[Dataset entries]

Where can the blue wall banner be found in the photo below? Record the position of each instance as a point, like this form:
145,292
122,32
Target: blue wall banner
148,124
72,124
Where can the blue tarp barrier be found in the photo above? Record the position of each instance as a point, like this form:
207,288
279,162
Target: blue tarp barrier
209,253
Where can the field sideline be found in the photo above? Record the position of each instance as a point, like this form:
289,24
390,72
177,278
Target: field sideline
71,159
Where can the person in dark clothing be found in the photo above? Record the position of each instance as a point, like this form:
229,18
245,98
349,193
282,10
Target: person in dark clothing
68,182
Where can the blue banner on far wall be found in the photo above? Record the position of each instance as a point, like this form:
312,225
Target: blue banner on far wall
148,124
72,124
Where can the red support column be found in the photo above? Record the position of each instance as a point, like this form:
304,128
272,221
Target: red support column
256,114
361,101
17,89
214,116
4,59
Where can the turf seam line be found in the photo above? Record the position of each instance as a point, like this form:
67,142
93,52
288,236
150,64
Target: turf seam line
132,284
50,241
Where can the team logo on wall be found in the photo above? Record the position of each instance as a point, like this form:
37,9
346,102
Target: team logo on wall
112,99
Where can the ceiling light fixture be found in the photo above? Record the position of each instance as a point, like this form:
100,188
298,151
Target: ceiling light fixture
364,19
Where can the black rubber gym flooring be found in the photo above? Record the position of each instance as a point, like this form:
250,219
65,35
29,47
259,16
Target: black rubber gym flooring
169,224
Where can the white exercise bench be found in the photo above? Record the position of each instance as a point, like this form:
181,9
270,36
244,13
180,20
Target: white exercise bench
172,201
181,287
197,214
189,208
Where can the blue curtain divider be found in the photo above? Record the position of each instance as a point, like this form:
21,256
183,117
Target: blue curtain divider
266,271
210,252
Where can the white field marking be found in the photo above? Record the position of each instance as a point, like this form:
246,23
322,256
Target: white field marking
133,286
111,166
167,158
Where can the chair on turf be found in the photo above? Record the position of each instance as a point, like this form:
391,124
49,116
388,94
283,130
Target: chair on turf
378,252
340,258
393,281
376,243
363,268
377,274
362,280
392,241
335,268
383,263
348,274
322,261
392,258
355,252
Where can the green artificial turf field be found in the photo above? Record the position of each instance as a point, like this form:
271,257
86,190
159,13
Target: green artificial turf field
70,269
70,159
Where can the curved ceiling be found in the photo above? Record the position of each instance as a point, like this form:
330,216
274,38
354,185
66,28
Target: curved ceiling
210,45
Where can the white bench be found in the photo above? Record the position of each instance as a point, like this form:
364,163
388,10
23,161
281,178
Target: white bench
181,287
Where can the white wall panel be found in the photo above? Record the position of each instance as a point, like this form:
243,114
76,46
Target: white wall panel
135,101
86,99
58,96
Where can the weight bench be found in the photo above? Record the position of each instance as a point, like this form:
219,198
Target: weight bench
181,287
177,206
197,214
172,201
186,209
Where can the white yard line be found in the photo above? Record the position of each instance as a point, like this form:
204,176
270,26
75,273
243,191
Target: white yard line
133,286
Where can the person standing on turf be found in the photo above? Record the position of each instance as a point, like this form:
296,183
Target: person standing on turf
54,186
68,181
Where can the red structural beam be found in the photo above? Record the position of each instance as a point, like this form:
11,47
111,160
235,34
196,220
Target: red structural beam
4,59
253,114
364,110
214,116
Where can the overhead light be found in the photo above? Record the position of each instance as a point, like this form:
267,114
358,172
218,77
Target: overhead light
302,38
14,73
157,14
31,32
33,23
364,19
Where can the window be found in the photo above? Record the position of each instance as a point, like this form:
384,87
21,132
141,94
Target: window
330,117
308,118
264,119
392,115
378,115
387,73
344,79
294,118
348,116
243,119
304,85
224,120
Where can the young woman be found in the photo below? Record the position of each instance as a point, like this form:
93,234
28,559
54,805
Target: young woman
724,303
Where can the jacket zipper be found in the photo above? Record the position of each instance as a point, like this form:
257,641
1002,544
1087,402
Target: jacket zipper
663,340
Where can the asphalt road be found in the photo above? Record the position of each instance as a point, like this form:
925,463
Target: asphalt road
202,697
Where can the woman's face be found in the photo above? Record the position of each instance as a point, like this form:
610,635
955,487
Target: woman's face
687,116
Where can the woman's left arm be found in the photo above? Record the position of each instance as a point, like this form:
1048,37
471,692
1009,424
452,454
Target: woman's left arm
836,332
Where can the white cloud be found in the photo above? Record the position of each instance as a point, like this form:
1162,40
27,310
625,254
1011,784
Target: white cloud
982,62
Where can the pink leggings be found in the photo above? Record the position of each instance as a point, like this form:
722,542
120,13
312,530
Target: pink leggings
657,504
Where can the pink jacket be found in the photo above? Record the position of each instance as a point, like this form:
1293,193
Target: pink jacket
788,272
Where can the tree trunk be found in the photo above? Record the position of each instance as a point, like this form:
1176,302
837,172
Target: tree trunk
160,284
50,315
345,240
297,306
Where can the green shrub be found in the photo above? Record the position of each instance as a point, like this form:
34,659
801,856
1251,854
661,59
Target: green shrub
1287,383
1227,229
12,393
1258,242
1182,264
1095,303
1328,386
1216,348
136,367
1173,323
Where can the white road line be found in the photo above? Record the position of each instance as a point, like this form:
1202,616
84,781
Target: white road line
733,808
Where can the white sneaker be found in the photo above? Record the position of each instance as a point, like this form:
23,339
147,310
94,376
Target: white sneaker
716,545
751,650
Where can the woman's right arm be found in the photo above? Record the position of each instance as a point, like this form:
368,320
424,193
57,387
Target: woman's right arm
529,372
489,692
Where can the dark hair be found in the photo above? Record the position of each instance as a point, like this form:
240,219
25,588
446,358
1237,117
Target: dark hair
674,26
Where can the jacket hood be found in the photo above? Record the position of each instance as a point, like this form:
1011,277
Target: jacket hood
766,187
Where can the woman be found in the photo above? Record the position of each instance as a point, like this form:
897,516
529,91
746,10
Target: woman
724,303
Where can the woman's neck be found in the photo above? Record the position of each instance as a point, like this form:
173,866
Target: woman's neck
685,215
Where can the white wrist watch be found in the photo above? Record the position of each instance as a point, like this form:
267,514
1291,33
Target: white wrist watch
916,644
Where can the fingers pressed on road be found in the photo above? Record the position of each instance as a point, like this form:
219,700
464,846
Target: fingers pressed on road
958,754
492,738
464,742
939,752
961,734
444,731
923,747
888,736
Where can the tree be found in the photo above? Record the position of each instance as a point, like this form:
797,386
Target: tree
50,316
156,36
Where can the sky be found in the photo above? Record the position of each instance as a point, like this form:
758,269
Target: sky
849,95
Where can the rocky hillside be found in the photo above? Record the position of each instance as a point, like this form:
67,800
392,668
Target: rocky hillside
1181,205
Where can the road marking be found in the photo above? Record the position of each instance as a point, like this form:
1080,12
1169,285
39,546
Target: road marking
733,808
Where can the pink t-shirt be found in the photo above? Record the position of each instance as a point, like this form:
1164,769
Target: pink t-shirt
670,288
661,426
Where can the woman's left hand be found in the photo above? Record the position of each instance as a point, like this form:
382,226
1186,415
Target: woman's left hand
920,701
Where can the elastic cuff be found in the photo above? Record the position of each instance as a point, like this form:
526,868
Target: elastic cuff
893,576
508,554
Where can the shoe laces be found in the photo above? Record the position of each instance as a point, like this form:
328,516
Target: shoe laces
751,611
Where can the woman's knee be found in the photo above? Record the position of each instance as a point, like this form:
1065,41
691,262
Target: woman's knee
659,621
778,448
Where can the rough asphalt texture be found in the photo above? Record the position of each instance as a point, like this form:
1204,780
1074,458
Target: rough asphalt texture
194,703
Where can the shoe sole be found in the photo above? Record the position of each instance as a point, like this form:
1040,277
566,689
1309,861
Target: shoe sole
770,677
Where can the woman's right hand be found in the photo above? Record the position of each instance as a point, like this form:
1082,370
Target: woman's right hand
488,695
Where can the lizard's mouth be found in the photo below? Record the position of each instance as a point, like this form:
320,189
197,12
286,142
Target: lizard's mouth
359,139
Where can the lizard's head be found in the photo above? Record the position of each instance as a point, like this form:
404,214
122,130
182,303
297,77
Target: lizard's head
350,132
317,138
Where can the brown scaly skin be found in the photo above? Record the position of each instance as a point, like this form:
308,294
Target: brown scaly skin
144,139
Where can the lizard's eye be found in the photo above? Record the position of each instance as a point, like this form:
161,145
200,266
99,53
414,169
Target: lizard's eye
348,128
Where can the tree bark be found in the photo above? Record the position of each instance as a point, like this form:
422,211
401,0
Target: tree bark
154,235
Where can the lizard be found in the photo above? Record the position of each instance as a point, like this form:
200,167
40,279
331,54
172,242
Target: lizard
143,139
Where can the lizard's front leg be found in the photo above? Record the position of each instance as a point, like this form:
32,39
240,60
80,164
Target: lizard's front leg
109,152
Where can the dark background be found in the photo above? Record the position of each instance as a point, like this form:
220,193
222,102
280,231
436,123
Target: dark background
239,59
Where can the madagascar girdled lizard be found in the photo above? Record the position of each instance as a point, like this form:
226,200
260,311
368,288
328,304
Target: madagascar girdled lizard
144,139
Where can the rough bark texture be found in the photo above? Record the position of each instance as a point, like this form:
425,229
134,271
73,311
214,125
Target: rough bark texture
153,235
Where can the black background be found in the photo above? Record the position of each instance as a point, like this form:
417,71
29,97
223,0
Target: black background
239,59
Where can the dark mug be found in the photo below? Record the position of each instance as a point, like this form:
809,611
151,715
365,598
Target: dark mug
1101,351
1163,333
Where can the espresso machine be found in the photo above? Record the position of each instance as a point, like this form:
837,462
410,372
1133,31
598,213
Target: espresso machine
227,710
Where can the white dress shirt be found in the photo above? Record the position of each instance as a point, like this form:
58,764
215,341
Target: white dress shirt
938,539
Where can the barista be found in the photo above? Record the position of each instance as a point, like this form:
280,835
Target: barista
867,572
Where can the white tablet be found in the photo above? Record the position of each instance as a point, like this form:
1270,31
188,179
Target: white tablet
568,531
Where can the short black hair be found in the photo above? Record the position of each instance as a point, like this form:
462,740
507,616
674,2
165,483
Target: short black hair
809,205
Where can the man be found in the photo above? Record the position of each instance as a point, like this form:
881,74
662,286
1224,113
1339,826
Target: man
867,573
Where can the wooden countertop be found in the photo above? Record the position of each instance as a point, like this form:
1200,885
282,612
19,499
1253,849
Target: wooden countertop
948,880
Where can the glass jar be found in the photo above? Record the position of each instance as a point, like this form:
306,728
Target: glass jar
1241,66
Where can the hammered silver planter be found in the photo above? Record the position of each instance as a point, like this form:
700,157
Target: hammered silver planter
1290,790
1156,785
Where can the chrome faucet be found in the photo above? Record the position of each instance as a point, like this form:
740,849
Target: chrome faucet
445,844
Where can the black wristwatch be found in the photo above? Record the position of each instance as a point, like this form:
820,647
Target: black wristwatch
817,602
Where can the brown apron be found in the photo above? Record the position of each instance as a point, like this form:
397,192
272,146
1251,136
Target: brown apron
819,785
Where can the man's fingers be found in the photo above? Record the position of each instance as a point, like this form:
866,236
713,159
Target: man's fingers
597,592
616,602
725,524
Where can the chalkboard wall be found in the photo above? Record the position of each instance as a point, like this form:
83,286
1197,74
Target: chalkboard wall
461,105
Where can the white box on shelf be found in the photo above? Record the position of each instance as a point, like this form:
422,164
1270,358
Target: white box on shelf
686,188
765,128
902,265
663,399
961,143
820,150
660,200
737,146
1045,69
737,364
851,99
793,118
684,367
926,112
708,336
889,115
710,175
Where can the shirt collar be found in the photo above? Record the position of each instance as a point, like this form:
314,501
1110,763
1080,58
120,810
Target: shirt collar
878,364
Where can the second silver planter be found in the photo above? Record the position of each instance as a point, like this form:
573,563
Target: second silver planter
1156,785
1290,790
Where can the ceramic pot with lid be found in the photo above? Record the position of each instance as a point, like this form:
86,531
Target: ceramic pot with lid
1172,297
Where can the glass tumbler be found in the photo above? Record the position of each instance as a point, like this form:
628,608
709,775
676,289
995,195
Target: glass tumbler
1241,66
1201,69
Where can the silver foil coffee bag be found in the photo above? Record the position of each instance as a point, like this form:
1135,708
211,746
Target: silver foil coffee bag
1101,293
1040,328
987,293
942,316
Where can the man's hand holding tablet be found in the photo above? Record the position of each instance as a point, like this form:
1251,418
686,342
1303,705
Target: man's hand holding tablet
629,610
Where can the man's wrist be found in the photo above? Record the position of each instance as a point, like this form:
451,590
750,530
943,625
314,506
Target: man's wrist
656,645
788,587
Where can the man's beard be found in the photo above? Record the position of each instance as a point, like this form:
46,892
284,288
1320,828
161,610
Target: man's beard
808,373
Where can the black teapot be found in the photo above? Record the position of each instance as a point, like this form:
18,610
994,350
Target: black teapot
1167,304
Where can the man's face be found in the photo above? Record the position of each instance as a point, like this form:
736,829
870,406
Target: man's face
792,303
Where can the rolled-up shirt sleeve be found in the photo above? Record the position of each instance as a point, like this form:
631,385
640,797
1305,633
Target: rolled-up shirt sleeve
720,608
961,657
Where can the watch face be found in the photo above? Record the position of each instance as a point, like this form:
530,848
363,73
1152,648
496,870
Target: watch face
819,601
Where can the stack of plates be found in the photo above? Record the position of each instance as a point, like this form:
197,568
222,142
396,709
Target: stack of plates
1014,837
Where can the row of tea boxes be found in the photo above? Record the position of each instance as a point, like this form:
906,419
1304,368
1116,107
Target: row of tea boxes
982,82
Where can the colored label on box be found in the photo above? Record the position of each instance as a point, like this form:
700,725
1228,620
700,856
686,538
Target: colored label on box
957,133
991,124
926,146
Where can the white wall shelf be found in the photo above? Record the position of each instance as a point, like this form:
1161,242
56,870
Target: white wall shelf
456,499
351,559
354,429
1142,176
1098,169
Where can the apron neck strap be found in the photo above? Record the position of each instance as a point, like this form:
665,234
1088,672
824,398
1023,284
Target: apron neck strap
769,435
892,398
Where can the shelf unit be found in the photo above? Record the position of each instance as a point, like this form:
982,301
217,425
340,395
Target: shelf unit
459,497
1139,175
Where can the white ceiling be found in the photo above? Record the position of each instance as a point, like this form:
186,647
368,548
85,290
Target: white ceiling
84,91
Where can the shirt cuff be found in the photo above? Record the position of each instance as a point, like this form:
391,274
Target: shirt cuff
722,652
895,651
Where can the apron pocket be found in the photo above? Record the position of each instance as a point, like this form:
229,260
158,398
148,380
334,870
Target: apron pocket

* [Task statement]: Give again only the lines starting at the one that contains "Where can the man's face" and running to the end of the data.

* [Written response]:
Where can the man's face be found in the photo above? Record the position of each instance as a point, like this form:
736,829
870,406
Target: man's face
792,303
Where can the rolled-up shirt sleeve be found in the photo above? Record the position of each instance as a point, like this form:
631,385
640,797
1305,633
Target: rolled-up shirt sleeve
720,608
961,657
Where can the watch face be found in the photo above? Record the position of each instance as a point, like this form:
530,848
363,73
1152,648
496,870
Target: watch face
819,601
Where can the stack of plates be found in the photo above? Record the position of each instance as a point, like this form:
197,568
222,142
396,709
Target: stack of plates
1014,837
Where can the row of tea boxes be found in the photo above? Record the position of each instance as a point, like this form:
906,419
1304,368
1116,107
Target: row of tea boxes
982,82
Where can the colored label on box be found in the photo above? Record the position of each instance as a point, like this form:
700,725
1228,620
700,856
686,538
Target: colored label on box
957,133
991,124
926,146
Where can the white wall shelf be found in the photo above? Record the position of each instance as a point, like this form:
1161,242
56,870
Target: white wall shelf
456,499
351,559
354,429
1142,176
1098,169
Where can the apron neck strap be found in the photo above? Record the position of each instance as a point, like this form:
665,234
1088,672
824,398
1023,284
Target: apron neck strap
769,435
892,398
Where can the shelf unit be found in the photo above? Record the position of each instance as a point, like this form:
982,301
217,425
340,395
Target: shelf unit
459,497
1139,175
Where can the white ceiling be found in the photo above? Record the position of each instance as a point, like this form:
186,647
368,548
85,290
Target: white ceiling
84,91
Where can the shirt cuff be found in the photo above? Record the position of each instance as a point, like this form:
391,274
Target: shirt cuff
722,652
895,651
Where can the apron pocket be found in the photo above? Record the position of each instance as a point, like this form:
229,260
158,398
148,380
334,870
Target: apron pocket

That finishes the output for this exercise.